··· RECORDS TO PROCESS

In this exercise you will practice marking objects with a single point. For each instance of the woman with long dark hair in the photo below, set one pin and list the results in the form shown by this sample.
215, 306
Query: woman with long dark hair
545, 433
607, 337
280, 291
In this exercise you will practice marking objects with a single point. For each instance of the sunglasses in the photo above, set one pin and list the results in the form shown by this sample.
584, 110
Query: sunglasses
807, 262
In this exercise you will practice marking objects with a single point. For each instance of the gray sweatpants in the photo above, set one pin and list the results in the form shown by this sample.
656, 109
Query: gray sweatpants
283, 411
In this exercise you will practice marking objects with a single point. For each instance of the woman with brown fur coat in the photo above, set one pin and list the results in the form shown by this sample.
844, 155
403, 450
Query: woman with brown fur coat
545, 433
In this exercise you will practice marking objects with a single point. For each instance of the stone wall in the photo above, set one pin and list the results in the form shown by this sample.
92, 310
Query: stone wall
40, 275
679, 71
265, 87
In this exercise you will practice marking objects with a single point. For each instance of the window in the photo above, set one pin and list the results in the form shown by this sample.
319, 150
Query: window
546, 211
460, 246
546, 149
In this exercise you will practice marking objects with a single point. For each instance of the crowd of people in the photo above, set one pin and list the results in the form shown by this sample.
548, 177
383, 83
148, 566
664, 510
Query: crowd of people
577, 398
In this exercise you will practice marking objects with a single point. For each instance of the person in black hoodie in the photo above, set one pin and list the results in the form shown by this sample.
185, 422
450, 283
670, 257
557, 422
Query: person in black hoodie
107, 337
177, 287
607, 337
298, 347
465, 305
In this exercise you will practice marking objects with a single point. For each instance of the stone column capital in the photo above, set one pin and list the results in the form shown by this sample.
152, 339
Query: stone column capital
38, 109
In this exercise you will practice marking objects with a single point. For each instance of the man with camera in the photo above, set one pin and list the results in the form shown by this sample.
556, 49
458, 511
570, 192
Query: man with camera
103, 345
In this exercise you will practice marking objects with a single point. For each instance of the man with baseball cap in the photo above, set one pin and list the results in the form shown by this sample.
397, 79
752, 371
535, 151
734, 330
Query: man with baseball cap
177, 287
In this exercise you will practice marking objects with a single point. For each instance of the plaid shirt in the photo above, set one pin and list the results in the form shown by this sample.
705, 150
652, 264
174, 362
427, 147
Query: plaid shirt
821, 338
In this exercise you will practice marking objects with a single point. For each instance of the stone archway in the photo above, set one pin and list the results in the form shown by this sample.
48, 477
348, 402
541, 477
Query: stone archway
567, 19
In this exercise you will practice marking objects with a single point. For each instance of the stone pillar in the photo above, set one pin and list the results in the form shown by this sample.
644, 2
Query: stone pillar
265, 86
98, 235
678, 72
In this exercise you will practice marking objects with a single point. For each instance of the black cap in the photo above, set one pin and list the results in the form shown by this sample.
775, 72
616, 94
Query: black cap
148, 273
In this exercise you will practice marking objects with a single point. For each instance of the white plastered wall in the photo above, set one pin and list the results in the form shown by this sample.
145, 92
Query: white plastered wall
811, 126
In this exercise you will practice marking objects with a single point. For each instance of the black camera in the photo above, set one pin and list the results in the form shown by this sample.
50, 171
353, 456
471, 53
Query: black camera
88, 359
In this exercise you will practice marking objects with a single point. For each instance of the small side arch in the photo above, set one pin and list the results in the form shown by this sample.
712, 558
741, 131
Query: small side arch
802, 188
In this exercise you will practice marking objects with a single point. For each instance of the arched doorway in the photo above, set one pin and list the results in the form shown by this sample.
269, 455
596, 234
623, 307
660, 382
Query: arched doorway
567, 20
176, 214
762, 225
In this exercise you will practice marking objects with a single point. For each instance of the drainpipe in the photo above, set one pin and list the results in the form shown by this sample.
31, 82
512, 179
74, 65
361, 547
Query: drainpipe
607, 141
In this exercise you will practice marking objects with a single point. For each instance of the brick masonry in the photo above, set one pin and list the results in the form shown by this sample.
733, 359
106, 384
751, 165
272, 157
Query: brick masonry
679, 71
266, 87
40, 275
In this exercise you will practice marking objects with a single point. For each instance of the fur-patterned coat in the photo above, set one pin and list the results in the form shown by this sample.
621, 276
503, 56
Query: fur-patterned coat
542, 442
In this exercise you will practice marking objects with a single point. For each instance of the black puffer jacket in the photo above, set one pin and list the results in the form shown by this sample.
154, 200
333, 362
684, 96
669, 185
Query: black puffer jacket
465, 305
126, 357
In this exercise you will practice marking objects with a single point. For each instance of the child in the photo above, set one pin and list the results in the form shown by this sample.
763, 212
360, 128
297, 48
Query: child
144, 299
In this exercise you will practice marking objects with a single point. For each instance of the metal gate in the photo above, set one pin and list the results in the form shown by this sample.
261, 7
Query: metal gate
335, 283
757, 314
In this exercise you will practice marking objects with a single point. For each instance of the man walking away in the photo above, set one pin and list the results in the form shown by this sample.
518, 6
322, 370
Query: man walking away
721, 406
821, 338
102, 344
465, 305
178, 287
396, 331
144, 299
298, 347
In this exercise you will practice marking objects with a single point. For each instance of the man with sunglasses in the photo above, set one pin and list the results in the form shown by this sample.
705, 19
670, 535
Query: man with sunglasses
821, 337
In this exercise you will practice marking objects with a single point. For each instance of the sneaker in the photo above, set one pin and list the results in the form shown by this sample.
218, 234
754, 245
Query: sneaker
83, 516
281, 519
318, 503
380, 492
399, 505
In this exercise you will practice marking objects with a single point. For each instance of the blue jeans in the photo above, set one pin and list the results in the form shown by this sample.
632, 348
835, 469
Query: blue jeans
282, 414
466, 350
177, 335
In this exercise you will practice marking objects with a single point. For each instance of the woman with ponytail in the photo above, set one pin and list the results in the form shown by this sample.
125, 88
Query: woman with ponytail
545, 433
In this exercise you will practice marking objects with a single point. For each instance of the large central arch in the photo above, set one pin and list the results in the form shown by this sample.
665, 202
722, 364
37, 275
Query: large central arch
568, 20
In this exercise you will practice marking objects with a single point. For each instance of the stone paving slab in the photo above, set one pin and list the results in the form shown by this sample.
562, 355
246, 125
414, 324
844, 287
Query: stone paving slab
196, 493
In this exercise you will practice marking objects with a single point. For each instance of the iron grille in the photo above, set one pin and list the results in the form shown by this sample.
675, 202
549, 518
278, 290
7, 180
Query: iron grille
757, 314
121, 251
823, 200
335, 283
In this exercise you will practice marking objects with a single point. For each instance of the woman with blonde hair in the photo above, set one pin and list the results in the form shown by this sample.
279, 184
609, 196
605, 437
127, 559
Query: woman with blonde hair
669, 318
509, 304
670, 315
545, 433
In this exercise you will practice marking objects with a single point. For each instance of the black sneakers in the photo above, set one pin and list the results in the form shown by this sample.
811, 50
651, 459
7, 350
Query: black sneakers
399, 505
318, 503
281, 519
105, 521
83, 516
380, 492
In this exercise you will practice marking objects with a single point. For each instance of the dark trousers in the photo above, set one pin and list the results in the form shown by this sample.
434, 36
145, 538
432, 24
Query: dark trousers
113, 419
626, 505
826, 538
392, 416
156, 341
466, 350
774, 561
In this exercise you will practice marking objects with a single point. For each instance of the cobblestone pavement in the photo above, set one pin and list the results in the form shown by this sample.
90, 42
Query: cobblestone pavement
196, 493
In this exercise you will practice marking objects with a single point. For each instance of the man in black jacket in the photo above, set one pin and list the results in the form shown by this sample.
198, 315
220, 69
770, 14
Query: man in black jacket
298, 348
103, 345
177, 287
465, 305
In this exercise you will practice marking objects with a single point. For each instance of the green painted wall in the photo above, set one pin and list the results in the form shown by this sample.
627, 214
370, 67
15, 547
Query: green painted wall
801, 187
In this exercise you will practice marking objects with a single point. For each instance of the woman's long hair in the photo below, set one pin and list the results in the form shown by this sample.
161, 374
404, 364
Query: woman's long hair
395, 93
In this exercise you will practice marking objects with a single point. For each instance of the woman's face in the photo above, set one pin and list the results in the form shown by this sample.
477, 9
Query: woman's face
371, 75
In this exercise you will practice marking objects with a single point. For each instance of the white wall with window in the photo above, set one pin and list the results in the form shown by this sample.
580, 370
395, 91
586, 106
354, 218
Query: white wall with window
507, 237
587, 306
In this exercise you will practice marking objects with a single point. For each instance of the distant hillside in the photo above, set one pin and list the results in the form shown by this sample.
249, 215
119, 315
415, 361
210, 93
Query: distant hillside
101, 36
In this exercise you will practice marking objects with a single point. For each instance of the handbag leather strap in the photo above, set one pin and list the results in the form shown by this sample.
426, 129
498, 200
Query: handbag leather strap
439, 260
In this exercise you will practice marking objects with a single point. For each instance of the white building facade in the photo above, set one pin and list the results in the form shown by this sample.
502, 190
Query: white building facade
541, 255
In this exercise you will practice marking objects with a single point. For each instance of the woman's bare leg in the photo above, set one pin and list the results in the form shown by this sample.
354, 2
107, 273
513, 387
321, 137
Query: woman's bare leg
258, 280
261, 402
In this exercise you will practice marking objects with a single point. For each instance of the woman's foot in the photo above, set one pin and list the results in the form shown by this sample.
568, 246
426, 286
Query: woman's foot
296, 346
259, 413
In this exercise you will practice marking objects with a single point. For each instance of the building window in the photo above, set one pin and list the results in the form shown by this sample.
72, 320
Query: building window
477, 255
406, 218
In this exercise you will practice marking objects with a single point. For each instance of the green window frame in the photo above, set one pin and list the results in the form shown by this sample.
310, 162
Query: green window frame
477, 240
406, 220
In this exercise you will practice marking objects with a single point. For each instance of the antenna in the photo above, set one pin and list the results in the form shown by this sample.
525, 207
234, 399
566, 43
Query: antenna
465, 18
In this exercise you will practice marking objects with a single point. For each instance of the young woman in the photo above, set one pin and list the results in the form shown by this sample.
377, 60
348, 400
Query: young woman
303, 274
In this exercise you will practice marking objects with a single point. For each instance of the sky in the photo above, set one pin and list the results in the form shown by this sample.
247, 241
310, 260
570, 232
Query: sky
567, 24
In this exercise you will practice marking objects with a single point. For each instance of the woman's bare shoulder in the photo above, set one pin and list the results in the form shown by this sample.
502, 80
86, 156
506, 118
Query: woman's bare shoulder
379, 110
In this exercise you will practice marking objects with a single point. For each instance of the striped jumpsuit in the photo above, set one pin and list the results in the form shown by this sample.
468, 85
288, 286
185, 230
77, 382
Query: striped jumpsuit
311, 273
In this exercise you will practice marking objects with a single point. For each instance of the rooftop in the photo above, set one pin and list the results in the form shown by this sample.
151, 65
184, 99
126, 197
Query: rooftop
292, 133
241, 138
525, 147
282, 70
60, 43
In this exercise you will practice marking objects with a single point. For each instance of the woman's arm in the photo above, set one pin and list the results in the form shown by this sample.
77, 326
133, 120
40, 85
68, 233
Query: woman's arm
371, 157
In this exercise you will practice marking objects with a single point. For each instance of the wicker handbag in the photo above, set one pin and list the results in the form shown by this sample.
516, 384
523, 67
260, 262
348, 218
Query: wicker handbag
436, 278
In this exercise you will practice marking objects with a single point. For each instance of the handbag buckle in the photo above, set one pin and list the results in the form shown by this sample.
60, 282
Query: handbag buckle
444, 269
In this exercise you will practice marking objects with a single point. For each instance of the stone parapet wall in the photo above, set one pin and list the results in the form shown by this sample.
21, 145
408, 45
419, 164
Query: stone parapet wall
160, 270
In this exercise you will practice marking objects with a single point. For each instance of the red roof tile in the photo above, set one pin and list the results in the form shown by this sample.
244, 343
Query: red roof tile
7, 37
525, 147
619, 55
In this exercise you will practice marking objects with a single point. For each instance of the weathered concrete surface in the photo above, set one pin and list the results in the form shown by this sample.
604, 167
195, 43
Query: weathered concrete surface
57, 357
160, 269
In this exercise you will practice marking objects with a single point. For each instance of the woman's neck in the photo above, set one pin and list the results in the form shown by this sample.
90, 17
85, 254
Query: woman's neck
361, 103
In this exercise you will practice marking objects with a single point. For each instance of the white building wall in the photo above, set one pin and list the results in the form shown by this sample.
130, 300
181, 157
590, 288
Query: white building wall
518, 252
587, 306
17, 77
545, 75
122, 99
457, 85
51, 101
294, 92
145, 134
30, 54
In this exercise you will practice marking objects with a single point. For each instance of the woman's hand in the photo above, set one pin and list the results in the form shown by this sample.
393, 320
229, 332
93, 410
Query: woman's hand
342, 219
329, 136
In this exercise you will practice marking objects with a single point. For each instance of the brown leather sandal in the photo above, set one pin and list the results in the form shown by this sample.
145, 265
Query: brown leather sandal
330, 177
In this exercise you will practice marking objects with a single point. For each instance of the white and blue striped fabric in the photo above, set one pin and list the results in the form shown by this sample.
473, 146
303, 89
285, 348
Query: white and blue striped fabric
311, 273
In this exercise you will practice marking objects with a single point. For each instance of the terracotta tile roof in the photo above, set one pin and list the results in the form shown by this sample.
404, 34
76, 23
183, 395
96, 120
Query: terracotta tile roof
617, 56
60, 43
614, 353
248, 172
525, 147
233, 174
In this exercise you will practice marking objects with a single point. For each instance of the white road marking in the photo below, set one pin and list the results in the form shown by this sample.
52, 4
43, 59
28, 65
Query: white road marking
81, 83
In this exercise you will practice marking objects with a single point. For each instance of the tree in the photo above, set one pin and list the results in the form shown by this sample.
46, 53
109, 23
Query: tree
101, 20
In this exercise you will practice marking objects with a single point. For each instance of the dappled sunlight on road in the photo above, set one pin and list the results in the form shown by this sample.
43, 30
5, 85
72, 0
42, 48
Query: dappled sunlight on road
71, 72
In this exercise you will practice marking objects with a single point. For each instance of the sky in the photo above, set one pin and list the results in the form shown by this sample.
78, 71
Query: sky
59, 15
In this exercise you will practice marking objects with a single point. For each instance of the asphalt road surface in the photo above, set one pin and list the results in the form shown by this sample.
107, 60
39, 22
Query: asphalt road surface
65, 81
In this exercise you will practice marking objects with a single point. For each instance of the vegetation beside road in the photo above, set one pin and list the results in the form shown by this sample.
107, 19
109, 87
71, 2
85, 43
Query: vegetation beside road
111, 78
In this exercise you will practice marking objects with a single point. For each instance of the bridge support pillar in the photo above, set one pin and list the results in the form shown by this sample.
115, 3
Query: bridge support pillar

······

▸ **EXERCISE DESCRIPTION**
Your task is to output exactly the lines running from the one with "of the terracotta" through the final line of the material above, with both ends included.

▸ **CORRECT RESPONSE**
In this exercise you will practice marking objects with a single point. For each instance of the terracotta tile roof in the photo above, set one pin and list the results in the form shown by this sample.
404, 34
76, 23
183, 395
96, 120
Query: terracotta tile roof
617, 56
60, 43
614, 353
248, 172
525, 147
233, 174
In this exercise you will practice marking objects with a single point. For each instance of the white road marking in the photo below, set one pin and list the results in the form shown by this sample.
52, 4
43, 59
28, 65
Query: white road marking
81, 83
In this exercise you will practice marking objects with a single point. For each instance of the tree in the photo above, set one pin and list the results in the form shown by this sample.
46, 53
109, 23
Query: tree
101, 20
In this exercise you will practice marking objects with a single point. For each instance of the dappled sunlight on road in the photo above, set one pin and list the results in the form shown by this sample.
43, 30
5, 85
72, 0
42, 48
Query: dappled sunlight on road
71, 72
In this exercise you will practice marking objects with a single point. For each instance of the sky in the photo above, set one pin and list the results in the form shown by this sample.
78, 71
Query: sky
59, 15
In this exercise you will practice marking objects with a single point. For each instance of the asphalt road surface in the photo above, set one pin and list the results in the form shown by this sample.
107, 60
39, 22
Query: asphalt road surface
65, 81
In this exercise you will practice marking objects with a single point. For each instance of the vegetation beside road in the photo above, set one pin and list the results in the form shown by this sample.
107, 19
109, 87
71, 2
85, 43
Query: vegetation beside road
111, 78
In this exercise you will practice marking objects with a single point. For each instance of the bridge support pillar in the photo above, set one pin and list the results in the form shown by this sample.
115, 3
Query: bridge support pillar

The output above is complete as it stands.